What is required. Render the lines of these items as a numbered list, skipping blank lines and leaving out the pictures.

begin Dataset extract

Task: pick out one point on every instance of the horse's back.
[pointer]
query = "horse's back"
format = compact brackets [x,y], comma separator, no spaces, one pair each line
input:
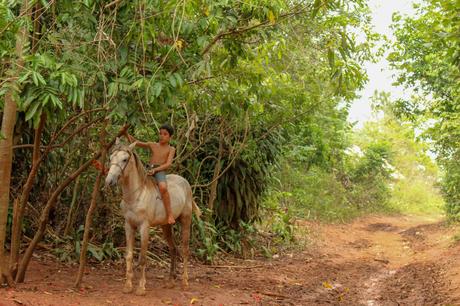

end Dataset extract

Solved problem.
1. Task: pick out one point on every instance of the horse's back.
2. [pointer]
3. query = "horse's back"
4. format = compact brackets [x,y], comma separator, no spaces, one pair each line
5. input:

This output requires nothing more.